What you need to do => Every record is to be restated exactly, with nothing left out.

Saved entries
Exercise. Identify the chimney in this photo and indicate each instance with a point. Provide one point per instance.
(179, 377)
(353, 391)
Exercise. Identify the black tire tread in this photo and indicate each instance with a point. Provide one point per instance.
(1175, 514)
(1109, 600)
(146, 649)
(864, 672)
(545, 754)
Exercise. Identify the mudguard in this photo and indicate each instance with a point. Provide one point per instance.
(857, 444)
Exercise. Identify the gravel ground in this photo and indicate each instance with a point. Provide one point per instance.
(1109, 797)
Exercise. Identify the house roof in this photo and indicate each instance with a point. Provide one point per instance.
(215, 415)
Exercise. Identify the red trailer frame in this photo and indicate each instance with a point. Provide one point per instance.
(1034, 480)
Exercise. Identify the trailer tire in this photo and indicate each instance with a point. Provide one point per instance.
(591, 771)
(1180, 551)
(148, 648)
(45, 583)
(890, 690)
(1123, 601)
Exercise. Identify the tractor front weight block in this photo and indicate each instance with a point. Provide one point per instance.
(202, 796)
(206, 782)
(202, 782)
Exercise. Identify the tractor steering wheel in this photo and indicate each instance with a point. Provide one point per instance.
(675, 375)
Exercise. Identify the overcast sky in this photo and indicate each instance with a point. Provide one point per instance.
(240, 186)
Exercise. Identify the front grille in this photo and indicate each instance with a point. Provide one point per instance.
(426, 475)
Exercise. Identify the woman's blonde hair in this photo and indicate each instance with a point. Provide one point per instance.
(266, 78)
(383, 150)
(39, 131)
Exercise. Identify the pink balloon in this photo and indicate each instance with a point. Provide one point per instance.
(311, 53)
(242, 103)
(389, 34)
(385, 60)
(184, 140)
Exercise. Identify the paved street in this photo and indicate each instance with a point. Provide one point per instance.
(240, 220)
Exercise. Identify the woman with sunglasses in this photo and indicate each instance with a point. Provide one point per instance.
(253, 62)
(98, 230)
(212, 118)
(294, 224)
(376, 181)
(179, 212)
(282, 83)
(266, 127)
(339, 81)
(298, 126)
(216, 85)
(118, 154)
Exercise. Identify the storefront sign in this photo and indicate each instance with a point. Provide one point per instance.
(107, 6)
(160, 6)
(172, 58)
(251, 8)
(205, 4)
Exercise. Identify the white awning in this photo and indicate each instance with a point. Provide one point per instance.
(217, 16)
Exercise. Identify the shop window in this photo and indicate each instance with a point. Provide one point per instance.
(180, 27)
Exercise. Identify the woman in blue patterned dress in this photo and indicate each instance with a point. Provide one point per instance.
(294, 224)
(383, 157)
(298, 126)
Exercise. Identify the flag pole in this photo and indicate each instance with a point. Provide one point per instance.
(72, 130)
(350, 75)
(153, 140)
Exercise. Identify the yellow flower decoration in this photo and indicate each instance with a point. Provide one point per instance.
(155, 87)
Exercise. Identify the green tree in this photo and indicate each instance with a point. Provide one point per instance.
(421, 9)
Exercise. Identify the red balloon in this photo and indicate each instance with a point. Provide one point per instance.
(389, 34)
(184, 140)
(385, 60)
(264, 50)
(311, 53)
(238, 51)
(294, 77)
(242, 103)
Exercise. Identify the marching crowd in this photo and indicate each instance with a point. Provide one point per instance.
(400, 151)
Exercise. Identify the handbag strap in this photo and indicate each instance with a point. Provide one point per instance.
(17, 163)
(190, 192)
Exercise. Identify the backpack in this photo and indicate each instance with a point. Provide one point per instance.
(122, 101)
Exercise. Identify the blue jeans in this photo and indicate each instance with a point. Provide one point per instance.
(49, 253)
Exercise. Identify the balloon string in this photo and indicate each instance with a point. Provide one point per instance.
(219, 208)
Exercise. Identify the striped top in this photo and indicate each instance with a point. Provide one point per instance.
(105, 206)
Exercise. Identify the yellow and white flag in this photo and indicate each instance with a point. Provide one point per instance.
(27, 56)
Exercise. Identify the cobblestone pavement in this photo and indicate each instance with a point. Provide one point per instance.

Solution =>
Exercise. Identify the chimney in this photo and indicate each instance with a point. Provide one point per instance.
(179, 377)
(353, 391)
Exercise. Identify the black tire tread in this photo and indicate each instance with a point. Provide one point per instance.
(1175, 514)
(1109, 600)
(146, 649)
(864, 672)
(545, 754)
Exercise. Identify the mudguard in this photo and indicate each instance with a point. Provide one point per instance.
(857, 444)
Exercise. Identify the gravel ground in this photo and indicate each instance with a point. Provide one point per instance.
(1109, 797)
Exercise. Identify the house roof in this photo and indicate each instance with a point. Provide one point per instance.
(215, 415)
Exercise. Identify the red trailer frame in this photo and indicate each instance with a point. Provide one point per instance.
(1034, 480)
Exercise. Identify the trailer tire in this photo and indicate each instance with a point. Provide one point per instance.
(591, 771)
(1180, 551)
(148, 648)
(45, 583)
(890, 690)
(1123, 601)
Exercise. Identify the tractor front weight block in this photo and indicate each instance with a point. Provide one point per instance.
(202, 796)
(206, 782)
(202, 782)
Exercise. Identify the tractor steering wheel in this photo and indicate each instance with a point. Provide one point per instance.
(675, 375)
Exercise. Identify the overcast sky in this photo and indicate each instance with a point. Provide one point per instance.
(240, 186)
Exercise. Identify the front grille in this photo and indicate each instance with a point. Provide one point per instance.
(426, 475)
Exercise. Identify the woman's blonde hair in this photo and indicate each instance with a point. Provide one point per instance.
(266, 78)
(383, 150)
(39, 131)
Exercise. Identify the pink balloon in this photo and indicate each instance with a point. Provide one point per instance.
(311, 53)
(242, 103)
(389, 34)
(385, 60)
(184, 140)
Exercise. Identify the paved street in this photo and indicate each instance with a point. Provide one point per instance.
(240, 220)
Exercise. Identify the woman with sunglasses in this photo and indicate each instance with a point. Provide one point per instance.
(253, 62)
(98, 230)
(212, 118)
(294, 224)
(376, 181)
(179, 212)
(282, 83)
(266, 127)
(339, 81)
(298, 126)
(216, 85)
(118, 154)
Exercise. Identify the storefront sign in this photo and indicate each instance with a point. Provide one point per instance.
(107, 6)
(160, 6)
(172, 58)
(251, 8)
(205, 4)
Exercise. Identify the white awning in this photo and indicate each instance with a point. Provide one point per instance.
(217, 16)
Exercise. Identify the shop window in this photo and indicate each instance with a point. Provide one point per instance.
(180, 27)
Exercise. Identify the woman in blue patterned dress in this photo and indicate each instance with a point. Provide one point per instance.
(294, 224)
(383, 157)
(298, 126)
Exercise. Identify the flag pole in this photo and indicate each instance with a point. Provide one point per instance.
(72, 130)
(350, 75)
(153, 140)
Exercise. Identify the yellow flower decoration in this photo and indicate each instance with a point. Provide one point per instance.
(155, 87)
Exercise. Identify the green tree in this photo and indicate each instance with a point. Provide one point per instance.
(421, 9)
Exercise. Identify the red balloon in this photo and indicate each instance with a point. Provide one point per instance.
(389, 34)
(184, 140)
(385, 60)
(264, 50)
(311, 53)
(238, 51)
(294, 77)
(242, 103)
Exercise. Identify the marching crowd in this photo and indicate each instance with a point. Provide one point per instance.
(400, 151)
Exercise. Identify the handbag strap in this photo and indicate each instance with a point. Provide one point per instance.
(17, 163)
(190, 192)
Exercise. Identify the backpack in this photo and indicate each instance with a point. Provide one point per instance.
(122, 101)
Exercise. Identify the blue jeans in this photo and indicate each instance with a point. Provide one point per instance.
(49, 253)
Exercise. Identify the balloon string in this photo and indicate each instance with a point. Provide one point per instance.
(219, 208)
Exercise. Identify the striped top in this photo and indicate each instance with a point. Provide one point per instance.
(105, 206)
Exercise. Identify the yellow and white flag in this photo and indicate each instance with a point. Provide one point per instance.
(27, 56)
Exercise. Identify the cobblestone pavement in this photo and indicate each instance with a point. Provide one point per instance.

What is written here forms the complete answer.